[Image-grounded pointing data]
────

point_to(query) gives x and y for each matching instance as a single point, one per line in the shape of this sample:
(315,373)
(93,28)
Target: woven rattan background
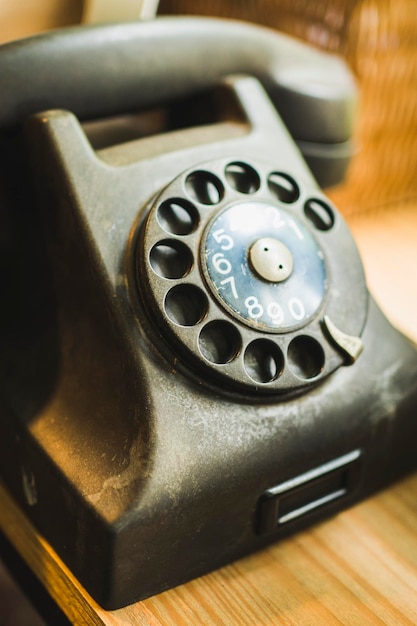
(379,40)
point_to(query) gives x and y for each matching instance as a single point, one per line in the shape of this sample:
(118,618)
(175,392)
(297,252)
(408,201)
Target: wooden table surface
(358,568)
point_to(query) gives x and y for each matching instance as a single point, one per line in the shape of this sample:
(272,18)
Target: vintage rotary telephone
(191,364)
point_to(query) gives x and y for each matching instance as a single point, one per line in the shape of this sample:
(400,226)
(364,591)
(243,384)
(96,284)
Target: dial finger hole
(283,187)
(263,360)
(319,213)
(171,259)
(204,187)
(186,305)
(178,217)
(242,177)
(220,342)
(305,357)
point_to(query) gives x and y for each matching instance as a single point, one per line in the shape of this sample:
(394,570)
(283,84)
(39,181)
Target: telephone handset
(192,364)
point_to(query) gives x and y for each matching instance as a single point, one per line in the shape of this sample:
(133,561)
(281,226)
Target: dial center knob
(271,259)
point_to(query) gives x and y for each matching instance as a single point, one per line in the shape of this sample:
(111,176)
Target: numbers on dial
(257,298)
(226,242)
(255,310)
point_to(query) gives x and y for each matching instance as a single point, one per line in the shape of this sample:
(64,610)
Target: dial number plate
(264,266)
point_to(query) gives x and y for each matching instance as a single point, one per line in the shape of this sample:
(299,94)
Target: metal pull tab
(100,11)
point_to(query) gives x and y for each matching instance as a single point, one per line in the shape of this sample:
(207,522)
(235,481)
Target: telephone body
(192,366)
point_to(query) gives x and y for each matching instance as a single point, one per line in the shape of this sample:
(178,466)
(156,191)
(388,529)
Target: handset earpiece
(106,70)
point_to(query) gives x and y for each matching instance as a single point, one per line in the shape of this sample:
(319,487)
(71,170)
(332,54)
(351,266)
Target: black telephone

────

- AIM OF THE TASK: In your copy, repeat the records above exactly and include no images.

- ANSWER TO THE EXERCISE:
point_to(query) gives x and y for each matching instance as a single point, one per line in the shape of this sample:
(315,373)
(93,28)
Target: woven rattan background
(379,40)
point_to(query) gives x and y for each matching instance as a single point, one per line in the shape of this sample:
(118,618)
(175,392)
(297,252)
(408,201)
Target: wooden table surface
(358,568)
point_to(query) gives x and y for each matching instance as a single point, one per line in the shape of this sample:
(272,18)
Target: vintage rotary telephone
(191,364)
point_to(query) gives x and y for each matching instance as a single point, one per line in the shape of this sample:
(400,226)
(364,591)
(243,384)
(96,284)
Target: dial finger hole
(283,187)
(263,360)
(319,213)
(171,259)
(204,187)
(186,305)
(178,217)
(242,177)
(220,342)
(305,357)
point_to(query) gives x and y for each matching instance as a single point, one per line in the shape of this sample:
(394,570)
(283,84)
(39,181)
Target: telephone handset
(192,364)
point_to(query) gives x and y for each matching instance as a single point, one per line in the shape of this sample:
(133,561)
(281,226)
Target: dial center knob
(271,259)
point_to(query) gives x and y for each matching instance as a single point, one per line in the shape of this sample:
(111,176)
Target: numbers on dial
(257,298)
(226,242)
(255,310)
point_to(query) gives x and y for each matching instance as a single point, one per line in the shape of this sample:
(64,610)
Target: dial number plate
(264,266)
point_to(query) gives x and y for each matching instance as a single point, one per line in the shape of this sample:
(299,94)
Target: metal pull tab
(100,11)
point_to(query) gives x and y for each matching instance as a single point, one per line in the shape of this sample:
(207,522)
(235,481)
Target: telephone body
(192,366)
point_to(query) gives x and y for each matching instance as a single point, one per line in the shape of this sample:
(178,466)
(156,191)
(388,529)
Target: handset earpiece
(106,70)
point_to(query) gives x and y for each matching instance as a single point, one per line in the shape of this sample:
(319,487)
(71,170)
(332,54)
(351,266)
Target: black telephone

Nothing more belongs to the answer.